Recorded data
BEGIN

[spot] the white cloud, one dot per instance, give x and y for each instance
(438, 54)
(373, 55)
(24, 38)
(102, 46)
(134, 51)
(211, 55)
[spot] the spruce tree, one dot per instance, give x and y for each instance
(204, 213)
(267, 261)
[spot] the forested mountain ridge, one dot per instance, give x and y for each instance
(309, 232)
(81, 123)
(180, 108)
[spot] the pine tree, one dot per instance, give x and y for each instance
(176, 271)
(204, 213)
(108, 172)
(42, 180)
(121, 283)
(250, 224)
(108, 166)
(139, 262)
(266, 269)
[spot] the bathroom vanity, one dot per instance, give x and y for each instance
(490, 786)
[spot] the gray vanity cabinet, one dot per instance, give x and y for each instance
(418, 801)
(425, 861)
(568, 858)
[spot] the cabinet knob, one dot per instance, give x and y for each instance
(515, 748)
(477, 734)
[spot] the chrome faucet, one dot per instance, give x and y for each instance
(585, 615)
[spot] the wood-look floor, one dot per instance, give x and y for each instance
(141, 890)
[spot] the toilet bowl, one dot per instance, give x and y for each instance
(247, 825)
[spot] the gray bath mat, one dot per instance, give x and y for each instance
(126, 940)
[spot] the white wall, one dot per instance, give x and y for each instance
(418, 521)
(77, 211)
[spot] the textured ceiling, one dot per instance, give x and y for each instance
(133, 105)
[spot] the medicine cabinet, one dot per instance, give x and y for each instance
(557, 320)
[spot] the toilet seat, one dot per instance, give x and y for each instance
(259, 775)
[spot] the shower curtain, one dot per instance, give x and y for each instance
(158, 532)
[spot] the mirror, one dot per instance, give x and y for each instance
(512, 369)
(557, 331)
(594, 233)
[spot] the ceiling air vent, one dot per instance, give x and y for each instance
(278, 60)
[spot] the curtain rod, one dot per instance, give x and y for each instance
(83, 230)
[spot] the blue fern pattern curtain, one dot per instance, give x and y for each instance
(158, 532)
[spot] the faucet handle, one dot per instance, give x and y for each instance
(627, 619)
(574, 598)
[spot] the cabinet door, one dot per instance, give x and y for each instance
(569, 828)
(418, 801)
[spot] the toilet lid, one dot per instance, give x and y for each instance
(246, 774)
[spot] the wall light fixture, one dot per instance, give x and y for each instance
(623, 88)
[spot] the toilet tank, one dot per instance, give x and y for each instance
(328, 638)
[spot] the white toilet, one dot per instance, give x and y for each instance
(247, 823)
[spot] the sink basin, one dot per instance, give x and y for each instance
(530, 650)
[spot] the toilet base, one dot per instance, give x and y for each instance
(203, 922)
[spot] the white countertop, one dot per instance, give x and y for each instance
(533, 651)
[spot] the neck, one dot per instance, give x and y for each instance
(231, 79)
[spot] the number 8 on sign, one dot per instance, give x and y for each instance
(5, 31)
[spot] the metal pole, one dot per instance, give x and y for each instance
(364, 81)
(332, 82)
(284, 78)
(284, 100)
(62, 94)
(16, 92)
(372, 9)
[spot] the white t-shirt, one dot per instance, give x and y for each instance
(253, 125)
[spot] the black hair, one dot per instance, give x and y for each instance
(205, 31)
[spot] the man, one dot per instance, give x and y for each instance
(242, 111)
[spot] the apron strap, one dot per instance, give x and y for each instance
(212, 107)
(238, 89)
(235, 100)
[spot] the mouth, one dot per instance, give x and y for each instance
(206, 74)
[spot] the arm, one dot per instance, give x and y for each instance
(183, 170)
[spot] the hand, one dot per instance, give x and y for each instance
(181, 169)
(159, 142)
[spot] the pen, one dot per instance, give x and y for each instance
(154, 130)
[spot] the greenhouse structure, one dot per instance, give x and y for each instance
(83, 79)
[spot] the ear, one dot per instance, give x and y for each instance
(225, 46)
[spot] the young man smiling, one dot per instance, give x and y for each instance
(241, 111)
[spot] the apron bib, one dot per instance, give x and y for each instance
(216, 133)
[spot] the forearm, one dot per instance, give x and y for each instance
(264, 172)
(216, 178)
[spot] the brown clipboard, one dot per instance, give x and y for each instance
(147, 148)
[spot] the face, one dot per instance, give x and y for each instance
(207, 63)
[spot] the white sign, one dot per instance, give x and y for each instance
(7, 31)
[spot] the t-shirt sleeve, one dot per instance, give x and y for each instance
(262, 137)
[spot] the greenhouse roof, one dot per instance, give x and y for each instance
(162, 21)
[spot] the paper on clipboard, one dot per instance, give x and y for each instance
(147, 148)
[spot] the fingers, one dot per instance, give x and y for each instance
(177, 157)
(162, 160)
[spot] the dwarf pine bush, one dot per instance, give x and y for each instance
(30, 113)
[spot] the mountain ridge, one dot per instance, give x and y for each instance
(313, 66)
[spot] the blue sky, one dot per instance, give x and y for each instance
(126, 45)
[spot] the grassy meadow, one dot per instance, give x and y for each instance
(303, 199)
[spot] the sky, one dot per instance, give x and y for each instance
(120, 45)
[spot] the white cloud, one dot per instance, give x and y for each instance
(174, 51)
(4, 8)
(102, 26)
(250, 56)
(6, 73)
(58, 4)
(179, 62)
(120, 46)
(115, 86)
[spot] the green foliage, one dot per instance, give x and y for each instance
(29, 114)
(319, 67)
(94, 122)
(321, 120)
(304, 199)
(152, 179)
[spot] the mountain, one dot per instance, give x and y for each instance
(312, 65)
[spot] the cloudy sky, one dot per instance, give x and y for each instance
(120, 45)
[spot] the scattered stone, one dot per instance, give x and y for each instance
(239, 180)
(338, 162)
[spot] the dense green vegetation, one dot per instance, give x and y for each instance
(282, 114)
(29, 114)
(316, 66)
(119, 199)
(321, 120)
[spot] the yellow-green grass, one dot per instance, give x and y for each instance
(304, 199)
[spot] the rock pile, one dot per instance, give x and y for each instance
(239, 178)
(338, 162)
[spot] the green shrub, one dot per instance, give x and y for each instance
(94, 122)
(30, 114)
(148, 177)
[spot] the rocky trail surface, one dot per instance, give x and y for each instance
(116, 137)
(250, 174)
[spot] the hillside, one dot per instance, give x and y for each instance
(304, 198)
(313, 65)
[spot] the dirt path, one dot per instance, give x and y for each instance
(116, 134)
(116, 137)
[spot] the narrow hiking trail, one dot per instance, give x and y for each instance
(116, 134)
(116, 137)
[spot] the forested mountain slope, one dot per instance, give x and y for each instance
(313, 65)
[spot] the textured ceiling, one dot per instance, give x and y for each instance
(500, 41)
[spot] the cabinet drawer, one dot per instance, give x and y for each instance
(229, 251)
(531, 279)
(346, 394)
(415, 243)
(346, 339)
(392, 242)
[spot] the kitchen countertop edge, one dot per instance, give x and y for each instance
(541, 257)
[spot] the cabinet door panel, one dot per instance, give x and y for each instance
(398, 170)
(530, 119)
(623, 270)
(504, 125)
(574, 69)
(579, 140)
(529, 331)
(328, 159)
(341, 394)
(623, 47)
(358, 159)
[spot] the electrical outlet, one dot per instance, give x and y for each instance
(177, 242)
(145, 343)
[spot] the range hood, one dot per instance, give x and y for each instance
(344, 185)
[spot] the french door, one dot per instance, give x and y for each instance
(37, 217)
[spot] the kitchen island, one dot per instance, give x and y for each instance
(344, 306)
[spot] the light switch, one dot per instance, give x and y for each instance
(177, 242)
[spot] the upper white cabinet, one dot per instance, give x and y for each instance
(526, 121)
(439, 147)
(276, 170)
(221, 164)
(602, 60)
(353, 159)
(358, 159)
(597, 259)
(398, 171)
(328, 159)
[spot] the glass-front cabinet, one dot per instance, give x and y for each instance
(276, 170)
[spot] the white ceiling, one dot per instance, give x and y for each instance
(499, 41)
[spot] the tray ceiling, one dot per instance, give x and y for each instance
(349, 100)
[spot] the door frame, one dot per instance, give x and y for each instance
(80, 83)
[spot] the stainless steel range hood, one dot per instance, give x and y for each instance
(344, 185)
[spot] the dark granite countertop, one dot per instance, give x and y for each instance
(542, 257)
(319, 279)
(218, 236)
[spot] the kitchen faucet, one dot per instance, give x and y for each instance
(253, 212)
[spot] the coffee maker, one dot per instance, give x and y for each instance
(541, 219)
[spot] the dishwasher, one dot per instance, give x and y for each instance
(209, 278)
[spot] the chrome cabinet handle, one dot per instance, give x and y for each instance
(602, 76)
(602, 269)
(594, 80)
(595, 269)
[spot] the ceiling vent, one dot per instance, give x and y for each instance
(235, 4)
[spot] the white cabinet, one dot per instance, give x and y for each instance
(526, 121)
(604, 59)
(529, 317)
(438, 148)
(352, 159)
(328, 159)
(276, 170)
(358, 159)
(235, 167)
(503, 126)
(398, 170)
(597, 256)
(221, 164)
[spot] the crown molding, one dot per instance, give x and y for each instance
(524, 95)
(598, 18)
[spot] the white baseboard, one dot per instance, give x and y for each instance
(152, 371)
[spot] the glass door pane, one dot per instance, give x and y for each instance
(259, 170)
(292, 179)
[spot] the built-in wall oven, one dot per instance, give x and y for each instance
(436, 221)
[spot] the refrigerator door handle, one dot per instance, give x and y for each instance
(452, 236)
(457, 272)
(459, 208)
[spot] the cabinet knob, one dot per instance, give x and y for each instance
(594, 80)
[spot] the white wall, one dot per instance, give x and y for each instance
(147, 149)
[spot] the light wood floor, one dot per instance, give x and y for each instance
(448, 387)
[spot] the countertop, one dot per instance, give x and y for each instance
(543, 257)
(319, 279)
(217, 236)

END

Each line, starting with the one containing "[spot] the ceiling vent, one" and ending with the last line of the records above, should be reproduced exactly.

[spot] the ceiling vent, one dot per instance, give x and y for each instance
(235, 4)
[spot] the white cabinet, one dot per instance, give x and y for each instance
(526, 121)
(604, 59)
(529, 317)
(438, 148)
(352, 159)
(328, 159)
(276, 170)
(358, 159)
(235, 167)
(503, 126)
(398, 170)
(597, 256)
(221, 164)
[spot] the crown molding, one dot per instance, give x and y for each instance
(524, 95)
(598, 18)
[spot] the white baseboard, one dot per instance, give x and y for each instance
(152, 371)
[spot] the glass door pane, one dot per instance, give x and y for each instance
(259, 170)
(292, 179)
[spot] the built-in wall oven, one dot per instance, give x and y for each instance
(436, 221)
[spot] the refrigerator door handle, one dot per instance, give x and y for each instance
(452, 236)
(457, 272)
(459, 208)
[spot] the cabinet knob, one dot per instance, give x and y for each instance
(594, 80)
[spot] the white wall, one dot per instance, give x and y for each instance
(147, 149)
[spot] the light wood floor, one dot per instance, give x and y for each instance
(448, 387)
[spot] the countertop, one dot per instance, give x and y for each instance
(543, 257)
(319, 279)
(217, 236)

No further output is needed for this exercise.